(Stored data entries)
━━━━━━━━
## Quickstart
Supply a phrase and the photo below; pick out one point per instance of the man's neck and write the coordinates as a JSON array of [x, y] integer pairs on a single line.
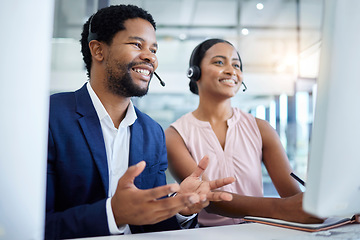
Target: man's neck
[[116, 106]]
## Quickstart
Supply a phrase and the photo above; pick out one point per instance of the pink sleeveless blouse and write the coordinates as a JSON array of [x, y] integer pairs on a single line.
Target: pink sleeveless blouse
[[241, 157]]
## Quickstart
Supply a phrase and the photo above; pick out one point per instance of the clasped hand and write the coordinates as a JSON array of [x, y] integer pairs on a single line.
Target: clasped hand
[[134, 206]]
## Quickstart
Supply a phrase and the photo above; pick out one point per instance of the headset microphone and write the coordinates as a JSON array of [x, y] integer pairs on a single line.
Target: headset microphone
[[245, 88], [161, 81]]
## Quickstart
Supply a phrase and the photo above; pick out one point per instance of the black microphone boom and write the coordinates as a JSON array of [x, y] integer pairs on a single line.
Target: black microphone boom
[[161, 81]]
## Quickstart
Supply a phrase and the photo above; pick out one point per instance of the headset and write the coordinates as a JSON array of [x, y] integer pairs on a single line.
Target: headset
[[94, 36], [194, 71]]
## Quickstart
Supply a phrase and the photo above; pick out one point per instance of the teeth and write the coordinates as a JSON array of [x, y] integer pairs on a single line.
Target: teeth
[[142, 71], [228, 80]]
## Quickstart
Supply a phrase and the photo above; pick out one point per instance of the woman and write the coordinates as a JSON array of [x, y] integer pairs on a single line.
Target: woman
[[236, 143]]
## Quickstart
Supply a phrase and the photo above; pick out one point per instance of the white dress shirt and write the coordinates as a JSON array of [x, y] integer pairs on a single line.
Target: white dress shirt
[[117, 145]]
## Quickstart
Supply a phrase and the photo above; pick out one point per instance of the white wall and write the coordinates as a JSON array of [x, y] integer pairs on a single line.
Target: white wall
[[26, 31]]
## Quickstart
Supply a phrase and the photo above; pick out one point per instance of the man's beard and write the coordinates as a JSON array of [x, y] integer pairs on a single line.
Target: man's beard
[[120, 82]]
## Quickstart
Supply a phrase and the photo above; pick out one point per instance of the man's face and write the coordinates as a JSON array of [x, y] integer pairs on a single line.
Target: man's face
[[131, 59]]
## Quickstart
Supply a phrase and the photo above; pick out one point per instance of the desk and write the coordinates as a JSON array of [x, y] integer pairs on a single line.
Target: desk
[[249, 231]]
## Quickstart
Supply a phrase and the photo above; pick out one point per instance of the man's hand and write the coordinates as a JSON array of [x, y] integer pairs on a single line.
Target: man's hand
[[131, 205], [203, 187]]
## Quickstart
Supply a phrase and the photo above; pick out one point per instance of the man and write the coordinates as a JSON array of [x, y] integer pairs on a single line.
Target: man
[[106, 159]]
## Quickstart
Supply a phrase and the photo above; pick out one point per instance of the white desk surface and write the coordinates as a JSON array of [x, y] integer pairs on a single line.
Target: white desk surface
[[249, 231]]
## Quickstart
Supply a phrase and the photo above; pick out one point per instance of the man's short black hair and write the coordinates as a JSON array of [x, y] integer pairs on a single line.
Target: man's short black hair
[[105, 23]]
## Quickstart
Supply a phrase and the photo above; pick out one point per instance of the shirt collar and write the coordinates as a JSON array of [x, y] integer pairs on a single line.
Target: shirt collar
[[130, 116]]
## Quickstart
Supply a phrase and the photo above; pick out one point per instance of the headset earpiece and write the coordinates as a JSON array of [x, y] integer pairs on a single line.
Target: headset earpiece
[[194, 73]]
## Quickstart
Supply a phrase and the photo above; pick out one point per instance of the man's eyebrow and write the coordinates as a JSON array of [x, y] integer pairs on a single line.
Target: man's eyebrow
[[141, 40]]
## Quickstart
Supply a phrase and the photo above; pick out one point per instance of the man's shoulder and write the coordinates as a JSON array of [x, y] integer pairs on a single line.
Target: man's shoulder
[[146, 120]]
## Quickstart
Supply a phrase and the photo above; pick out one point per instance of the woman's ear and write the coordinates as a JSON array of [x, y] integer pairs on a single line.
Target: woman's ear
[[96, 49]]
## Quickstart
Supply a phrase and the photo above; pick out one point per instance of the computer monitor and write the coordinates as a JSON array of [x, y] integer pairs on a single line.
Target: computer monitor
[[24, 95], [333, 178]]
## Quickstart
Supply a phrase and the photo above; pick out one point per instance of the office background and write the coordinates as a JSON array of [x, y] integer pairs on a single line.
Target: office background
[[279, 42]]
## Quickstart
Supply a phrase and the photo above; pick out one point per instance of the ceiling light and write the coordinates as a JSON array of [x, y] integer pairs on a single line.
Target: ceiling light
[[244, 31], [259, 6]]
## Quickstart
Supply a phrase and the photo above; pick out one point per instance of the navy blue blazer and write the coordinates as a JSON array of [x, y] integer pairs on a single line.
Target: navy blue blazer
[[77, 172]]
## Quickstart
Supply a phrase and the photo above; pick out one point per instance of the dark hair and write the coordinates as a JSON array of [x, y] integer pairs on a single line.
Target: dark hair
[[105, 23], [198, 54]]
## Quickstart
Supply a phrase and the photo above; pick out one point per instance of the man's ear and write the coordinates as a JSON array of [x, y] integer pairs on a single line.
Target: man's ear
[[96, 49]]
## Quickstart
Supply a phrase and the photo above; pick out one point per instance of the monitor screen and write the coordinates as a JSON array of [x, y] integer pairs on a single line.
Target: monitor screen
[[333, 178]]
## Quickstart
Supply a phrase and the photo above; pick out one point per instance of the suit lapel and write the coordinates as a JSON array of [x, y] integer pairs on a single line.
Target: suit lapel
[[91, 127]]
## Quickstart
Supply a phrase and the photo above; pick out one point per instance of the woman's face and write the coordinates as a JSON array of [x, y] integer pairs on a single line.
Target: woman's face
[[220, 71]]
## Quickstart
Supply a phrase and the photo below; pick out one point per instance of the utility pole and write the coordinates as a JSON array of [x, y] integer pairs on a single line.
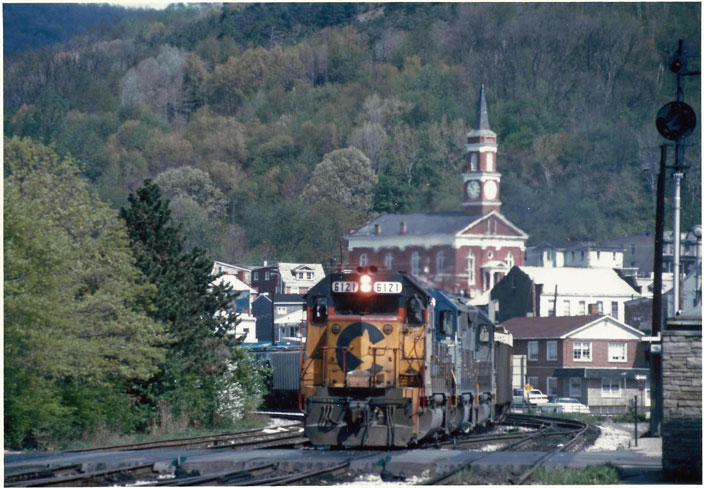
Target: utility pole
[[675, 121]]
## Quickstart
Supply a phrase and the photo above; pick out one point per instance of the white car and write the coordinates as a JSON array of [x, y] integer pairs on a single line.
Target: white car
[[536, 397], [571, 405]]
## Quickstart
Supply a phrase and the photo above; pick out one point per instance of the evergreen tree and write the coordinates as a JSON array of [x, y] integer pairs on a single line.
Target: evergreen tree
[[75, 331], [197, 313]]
━━━━━━━━
-- Problem --
Omit the pictures; set down each record exactly.

-- Solution below --
## Quickstart
Supply a phrase and the photo below; pick out one point per instance of the man's neck and write the coordinates as a JSON array of [x, y] integer pairs on a single line.
Target: man's neck
[[116, 106]]
## Quickstart
Supply a phrase and the photo above; pick out one point per instance of the pink sleeveless blouse and write the coordinates as a JSON array of [x, y] integer pairs on a single line.
Target: pink sleeveless blouse
[[241, 157]]
## Quickstart
Supply a phrase and the photo above; pick out one point per instance of the clasped hand and write the coordinates as a JSON array of [x, y] integer pairs on a single line.
Target: clasped hand
[[134, 206]]
## Quickstart
Supply a phrase and the photo above; pick out one point per instance of the headset microphone and write the coordinates as a JSON array of [x, y] integer pairs on a single line.
Target: headset microphone
[[245, 88], [161, 81]]
## Quickstart
Supply a phrase and the photo above; pick out one point per instance of the black microphone boom and write the coordinates as a JSON array of [x, y] integer pairs on a single line.
Target: black microphone boom
[[161, 81]]
## Quickstart
Supply a phrase and the photo above; pick out one point per instance of the headset and write the coordinates as a JSON array of [x, y] integer pairs on a single line.
Target: headset
[[94, 36], [194, 71]]
## Quickstart
Supply a phrase and the photo above; pick out one point per instance of the teeth and write the coordinates as a JSON array of [x, y] integer pairs on a single line.
Target: teeth
[[142, 71], [228, 80]]
## Quickstart
Supply a phrase and the photo above; pick out one point per instance of the woman and write the coordinates as a JSON array of [x, y] integer pairs on a single line.
Target: woman
[[236, 143]]
## Quickstart
Supply a phrase and the photo above; pick out one point per instance of the white dress shirt and write the coordinates as a JSON array of [x, y] integer pairs on a single line.
Target: white dress shirt
[[117, 145]]
## Quickstart
Supply a phrase and the photo above; pick out one point per instance of the white wall and write the coordinates as a JSON array of [x, y] integer pairs on a single line.
Target: white wall
[[26, 31]]
## Quickstart
Supply a phrase and the photo above; pick out one point per instance of the man's beard and write the coordinates as a JSON array of [x, y] integer pairs on a single line.
Target: man's beard
[[120, 82]]
## Quickstart
Supply a phrase and the photo above; pick out one point per instance of the man's face and write the coordinates as a JSON array of [x, y] integer pairs on a single line.
Target: man's face
[[131, 59]]
## Quickstart
Supply a phrase and the photo above; pick out one point per instance of the desk and write the coordinates as a JSON array of [x, y] integer pairs on a single line.
Target: desk
[[249, 231]]
## Quickstart
Supply a phrase and the photo above; pick out one point per instance of the man's hand and write the coordinates as a JSON array of [x, y] integer pairs on a single line.
Target: man's hand
[[131, 205], [203, 187]]
## Quickstart
Supply a phrase and the photo above; pick out one point per instance of the man and write the coordinates as a JSON array of [x, y] integer pairs on a single line.
Target: man
[[106, 159]]
## Quickstart
Supply a phrase and the photo above; pick out one point per instance of the white desk surface and write the coordinates as a JSON array of [x, y] integer pairs on a single line.
Target: white desk surface
[[249, 231]]
## Quickstart
Supply a phrase and the photo above; pick out one point per instance of the man's short black hair and write the coordinates as a JSON array of [x, y] integer pairs on a single line.
Target: man's short black hair
[[105, 23]]
## Quickstart
Supply a phrase and the photo above; pick out one point per instance of the shirt collar and write the coordinates as a JSON array of [x, y] integer pairs on a single line.
Target: shirt collar
[[130, 116]]
## Quickstart
Supply a phrase and the photo above; pick out one point per instance of the headset earpiece and write the coordinates as a JSON array of [x, y] integer pairs on a single line.
Target: headset earpiece
[[194, 73]]
## Quickstart
Supply a phrase and the photo above; pick out one point per instance of the man's eyebrow and write the coordinates as a JSON array of [x, y] integer pairs on a single line.
Target: man's eyebrow
[[141, 40]]
## Quickstart
Supply a phrase and the photo above; pick out one point per instance of the man's shoulder and write the coordinates as a JSON array of [x, y] integer pairs on a single line.
Target: man's shoulder
[[146, 120]]
## Quickstart
Supply a phrase and the photo above; pick out one point per instance of the woman's ear and write the coordinates as a JSON array of [x, y] integer pairs on a single line.
Target: woman's ear
[[96, 49]]
## Quickstart
Supply a phrase and the photo above; pick out one point per instance of the computer monitor and write the coordinates as a JSON array of [x, y] integer pairs on a single line.
Target: computer monitor
[[24, 95], [333, 178]]
## Quickstart
Supply a phrase and the photo above; pick out one point per instance of the office background and write the coordinates as a JSON array of [x, y] integer pairs on a single line.
Target: office background
[[279, 42]]
## Quickstart
Supply a phrase and the photo above; pick out one point per instance of the ceiling light and write the coordinates as a JSON array of [x, y] integer pairs on a single line.
Target: ceiling light
[[244, 31], [259, 6]]
## Quickstart
Supply a phrase and the photo above; pick out one point per instance of the navy blue blazer and write the coordinates as a JSON array of [x, y] integer pairs on a single line.
Target: navy blue blazer
[[77, 172]]
## Quickstart
Supply a phrase and the photo above; pick out one point per instance of the dark hair and write the coordinates as a JSON array of [x, y] integer pairs on a single line.
Target: dark hair
[[105, 23], [198, 54]]
## Quickstart
Supply a phrase and the photo above; pick out one point per instance of the man's ear and write the coordinates as a JSON array of [x, y] integer pairs on a single line.
Target: man's ear
[[96, 49]]
## Quickstart
Supply a phrase and the photo above; pick out one point per instance of the monitor screen and write the coordinates as a JSON array of [x, y] integer pairs on a single line.
Target: monitor screen
[[333, 178]]
## Quickstart
Supply a phrase and the photo above; pick out one point per instance of the suit lapel and write the coordinates as a JSON array of [x, y] integer pairs on a single line.
Target: suit lapel
[[91, 127]]
## Quickstart
Supply a phrase and the photo above; pick out one point per instance of the woman's face and write the coordinates as a JSON array of [x, y] integer pairs on a single line.
Target: woman's face
[[220, 71]]
## Quickstart
Supply a phrase and the photo below; pick out one point per instance of the utility pole and write the coordinates as a JSON array of [x, y] integer pairs on a single line.
Target: utility pole
[[675, 121]]
## Quickstart
Supply a phrase and the photo above; pick out one point per instance of the white car and write the coordinates as a JSON array of [x, y] integer pairs on a single line.
Target: white car
[[536, 397], [571, 405]]
## Quickstart
Supply a phrase and the photo above; pick out one point per instance of the evergreen tree and write the coordinates as a JSON array of [x, y] integer pairs on a single line.
Target: evergreen tree
[[75, 331], [197, 313]]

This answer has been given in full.